# [EXERCISE PROMPT]
Repeat exactly, and only, the lines of the material below from the one that contains "Task: Q: Indicate the gold" through its final line.

# [EXTRACTED INFORMATION]
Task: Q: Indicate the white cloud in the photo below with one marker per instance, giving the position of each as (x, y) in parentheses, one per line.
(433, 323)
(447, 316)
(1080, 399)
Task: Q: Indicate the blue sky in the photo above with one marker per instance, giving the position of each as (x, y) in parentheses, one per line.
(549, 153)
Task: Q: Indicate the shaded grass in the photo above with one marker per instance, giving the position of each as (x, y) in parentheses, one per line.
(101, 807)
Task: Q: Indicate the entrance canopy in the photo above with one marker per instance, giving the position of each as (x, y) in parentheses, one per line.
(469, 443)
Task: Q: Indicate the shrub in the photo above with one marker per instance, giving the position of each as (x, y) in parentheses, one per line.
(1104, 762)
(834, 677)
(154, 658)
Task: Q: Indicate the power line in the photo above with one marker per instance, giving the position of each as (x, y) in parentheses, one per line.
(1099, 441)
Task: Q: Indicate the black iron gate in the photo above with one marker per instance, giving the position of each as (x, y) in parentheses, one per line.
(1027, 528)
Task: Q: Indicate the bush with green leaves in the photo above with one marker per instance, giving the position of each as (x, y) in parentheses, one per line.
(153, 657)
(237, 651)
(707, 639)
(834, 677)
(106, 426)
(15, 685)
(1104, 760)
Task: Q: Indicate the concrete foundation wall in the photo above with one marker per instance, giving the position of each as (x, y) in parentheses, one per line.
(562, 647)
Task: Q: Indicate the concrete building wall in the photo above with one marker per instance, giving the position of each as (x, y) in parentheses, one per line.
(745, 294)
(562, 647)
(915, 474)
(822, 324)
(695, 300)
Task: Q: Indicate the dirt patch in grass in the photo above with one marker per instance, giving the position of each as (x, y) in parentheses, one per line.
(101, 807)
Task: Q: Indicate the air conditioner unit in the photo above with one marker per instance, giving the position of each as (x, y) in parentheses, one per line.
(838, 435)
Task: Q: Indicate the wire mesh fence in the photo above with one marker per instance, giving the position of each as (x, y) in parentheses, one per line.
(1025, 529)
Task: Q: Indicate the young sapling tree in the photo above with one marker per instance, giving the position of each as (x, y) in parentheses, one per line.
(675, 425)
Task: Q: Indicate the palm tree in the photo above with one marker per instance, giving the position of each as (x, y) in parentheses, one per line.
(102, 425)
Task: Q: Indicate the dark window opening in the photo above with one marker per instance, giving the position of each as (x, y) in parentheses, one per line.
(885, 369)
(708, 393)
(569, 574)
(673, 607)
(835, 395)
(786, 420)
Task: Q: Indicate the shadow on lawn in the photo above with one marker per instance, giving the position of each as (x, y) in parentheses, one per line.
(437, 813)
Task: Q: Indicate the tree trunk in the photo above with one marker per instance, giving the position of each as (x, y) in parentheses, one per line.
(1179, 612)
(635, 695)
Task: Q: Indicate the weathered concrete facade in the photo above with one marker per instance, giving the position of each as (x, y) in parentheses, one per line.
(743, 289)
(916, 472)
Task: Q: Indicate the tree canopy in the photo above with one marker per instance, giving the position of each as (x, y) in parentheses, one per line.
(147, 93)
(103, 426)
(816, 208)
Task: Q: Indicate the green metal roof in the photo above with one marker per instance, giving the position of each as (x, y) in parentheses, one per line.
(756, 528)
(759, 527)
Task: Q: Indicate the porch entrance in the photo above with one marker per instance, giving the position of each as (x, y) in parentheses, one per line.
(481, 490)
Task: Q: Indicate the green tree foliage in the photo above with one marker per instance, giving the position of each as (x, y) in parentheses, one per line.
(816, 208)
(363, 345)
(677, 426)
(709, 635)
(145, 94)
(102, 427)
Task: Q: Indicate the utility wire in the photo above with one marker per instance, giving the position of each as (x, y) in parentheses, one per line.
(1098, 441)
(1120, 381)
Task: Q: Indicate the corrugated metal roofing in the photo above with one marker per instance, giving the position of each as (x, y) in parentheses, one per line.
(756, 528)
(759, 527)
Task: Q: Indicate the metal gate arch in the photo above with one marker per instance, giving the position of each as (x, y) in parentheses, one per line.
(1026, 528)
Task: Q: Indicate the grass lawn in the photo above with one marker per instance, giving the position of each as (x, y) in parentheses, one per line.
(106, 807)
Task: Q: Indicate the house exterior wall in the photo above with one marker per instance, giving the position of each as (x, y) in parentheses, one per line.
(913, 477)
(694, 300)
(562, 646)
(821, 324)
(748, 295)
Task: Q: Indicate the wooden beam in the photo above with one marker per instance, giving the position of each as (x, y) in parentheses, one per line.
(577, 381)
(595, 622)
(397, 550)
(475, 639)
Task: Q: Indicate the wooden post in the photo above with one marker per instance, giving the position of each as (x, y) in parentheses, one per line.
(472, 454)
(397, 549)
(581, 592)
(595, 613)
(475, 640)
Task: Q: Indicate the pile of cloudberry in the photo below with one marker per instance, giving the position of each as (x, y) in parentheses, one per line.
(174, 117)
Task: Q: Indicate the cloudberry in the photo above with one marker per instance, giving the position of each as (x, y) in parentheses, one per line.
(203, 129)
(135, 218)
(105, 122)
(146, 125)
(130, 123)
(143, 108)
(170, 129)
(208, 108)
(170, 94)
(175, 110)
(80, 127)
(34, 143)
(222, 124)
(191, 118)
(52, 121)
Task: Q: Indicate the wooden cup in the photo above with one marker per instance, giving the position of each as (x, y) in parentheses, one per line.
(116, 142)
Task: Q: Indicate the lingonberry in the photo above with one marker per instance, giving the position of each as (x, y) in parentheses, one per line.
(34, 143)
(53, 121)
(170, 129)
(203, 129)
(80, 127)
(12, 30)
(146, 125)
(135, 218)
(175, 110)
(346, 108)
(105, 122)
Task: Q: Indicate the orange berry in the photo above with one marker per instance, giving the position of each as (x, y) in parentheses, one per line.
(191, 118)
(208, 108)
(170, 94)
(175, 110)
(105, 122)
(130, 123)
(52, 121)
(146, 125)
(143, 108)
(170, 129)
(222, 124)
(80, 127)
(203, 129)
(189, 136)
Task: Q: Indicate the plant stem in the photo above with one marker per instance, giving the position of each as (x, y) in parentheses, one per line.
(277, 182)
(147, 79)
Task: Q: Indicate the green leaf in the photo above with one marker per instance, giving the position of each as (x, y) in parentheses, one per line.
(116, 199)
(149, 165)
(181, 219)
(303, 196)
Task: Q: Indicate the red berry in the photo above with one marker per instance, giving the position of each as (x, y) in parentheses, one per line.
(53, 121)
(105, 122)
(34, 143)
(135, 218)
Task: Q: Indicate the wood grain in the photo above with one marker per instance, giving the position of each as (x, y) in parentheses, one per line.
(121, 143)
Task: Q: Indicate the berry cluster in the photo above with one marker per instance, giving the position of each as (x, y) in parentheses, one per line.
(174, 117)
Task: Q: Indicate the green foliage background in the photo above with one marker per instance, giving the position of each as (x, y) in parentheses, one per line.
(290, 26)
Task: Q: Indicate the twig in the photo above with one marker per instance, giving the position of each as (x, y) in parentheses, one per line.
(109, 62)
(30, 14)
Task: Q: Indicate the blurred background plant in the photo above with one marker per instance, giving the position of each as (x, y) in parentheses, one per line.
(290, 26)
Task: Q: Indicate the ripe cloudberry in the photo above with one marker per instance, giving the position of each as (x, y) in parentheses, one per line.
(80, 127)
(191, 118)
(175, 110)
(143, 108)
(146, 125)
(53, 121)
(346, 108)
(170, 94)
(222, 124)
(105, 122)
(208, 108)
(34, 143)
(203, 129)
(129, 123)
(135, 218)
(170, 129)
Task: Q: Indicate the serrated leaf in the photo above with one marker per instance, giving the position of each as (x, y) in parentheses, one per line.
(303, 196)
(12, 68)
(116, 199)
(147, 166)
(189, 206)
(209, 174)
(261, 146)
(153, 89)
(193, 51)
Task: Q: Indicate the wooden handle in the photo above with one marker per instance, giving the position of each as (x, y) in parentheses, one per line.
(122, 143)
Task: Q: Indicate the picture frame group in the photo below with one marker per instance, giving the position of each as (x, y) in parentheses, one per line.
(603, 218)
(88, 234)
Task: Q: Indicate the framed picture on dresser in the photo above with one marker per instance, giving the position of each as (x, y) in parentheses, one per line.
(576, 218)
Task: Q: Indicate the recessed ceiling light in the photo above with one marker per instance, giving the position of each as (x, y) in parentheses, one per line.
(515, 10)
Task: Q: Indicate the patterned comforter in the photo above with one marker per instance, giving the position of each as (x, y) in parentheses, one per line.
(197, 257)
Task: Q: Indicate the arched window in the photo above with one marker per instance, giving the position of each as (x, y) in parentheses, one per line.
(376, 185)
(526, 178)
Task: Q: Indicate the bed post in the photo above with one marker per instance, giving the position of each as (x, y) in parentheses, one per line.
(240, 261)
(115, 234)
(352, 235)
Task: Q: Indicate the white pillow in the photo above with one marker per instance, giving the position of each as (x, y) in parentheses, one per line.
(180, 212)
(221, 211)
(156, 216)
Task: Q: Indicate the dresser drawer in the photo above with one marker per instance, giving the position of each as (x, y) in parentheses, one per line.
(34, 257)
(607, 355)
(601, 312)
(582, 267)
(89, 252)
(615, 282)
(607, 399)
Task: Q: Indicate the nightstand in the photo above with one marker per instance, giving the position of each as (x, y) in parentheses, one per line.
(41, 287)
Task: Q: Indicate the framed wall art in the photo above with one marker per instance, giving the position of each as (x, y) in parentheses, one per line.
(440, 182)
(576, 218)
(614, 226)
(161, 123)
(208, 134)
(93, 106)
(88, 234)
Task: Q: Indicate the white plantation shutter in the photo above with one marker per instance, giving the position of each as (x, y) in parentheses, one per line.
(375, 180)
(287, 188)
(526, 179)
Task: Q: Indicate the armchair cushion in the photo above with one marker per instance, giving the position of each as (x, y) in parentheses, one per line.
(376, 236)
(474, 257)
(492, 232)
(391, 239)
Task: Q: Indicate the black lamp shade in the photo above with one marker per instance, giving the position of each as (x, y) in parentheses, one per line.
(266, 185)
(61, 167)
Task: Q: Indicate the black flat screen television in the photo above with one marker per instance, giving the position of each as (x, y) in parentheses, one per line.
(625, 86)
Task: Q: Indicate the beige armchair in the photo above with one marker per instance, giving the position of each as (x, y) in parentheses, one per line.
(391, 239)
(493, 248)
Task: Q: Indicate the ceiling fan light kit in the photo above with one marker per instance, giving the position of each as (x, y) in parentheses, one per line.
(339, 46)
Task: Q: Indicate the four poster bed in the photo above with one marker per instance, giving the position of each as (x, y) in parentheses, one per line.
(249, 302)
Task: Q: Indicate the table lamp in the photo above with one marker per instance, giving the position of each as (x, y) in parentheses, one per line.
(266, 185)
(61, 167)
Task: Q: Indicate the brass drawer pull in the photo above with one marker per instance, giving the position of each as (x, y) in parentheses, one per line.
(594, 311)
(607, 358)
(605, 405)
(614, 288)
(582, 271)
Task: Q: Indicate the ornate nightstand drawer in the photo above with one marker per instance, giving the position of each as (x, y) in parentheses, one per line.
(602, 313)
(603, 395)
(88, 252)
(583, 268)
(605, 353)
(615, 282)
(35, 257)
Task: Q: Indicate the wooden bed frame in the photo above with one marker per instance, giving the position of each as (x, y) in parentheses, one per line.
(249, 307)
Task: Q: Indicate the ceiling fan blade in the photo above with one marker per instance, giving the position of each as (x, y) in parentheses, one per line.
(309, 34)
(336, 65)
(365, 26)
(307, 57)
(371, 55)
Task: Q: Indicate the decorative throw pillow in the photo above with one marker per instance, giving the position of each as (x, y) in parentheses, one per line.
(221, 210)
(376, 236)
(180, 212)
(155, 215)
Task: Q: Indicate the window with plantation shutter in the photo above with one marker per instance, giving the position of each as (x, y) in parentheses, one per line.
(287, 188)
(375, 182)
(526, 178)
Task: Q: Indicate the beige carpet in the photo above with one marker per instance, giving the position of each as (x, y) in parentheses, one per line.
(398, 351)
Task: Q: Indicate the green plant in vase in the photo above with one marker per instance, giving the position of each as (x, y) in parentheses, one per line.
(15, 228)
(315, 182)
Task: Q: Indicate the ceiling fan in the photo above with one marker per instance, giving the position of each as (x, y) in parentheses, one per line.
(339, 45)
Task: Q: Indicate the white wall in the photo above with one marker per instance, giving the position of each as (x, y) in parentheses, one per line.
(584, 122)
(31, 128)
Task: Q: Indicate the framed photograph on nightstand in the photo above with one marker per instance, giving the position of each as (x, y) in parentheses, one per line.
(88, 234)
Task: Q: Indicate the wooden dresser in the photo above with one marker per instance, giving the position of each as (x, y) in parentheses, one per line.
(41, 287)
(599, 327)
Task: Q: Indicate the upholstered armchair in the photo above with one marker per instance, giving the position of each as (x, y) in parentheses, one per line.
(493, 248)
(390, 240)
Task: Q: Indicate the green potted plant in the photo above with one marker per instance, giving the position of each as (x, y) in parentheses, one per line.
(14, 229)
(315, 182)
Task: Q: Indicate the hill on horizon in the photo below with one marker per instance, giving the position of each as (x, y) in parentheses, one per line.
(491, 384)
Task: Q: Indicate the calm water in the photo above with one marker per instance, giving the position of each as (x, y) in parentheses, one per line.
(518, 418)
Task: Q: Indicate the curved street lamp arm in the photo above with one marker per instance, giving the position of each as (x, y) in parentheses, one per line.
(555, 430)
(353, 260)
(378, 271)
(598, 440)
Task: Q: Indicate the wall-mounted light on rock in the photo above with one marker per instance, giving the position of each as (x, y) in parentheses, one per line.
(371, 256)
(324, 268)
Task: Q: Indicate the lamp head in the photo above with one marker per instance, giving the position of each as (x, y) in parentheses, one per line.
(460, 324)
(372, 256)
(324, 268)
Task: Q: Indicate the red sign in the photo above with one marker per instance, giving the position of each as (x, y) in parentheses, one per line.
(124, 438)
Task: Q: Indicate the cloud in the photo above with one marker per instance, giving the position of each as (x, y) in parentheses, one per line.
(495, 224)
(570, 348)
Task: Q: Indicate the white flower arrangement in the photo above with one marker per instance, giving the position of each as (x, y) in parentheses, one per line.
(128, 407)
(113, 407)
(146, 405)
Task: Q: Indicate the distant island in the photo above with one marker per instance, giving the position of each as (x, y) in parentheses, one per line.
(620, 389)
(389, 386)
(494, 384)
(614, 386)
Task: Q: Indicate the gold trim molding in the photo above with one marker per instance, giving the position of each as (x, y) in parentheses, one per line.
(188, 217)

# [OUTPUT]
Task: Q: Indicate the gold trim molding in the photo above with one marker per instance, giving the position of each as (x, y) in parentheses, one per line.
(188, 217)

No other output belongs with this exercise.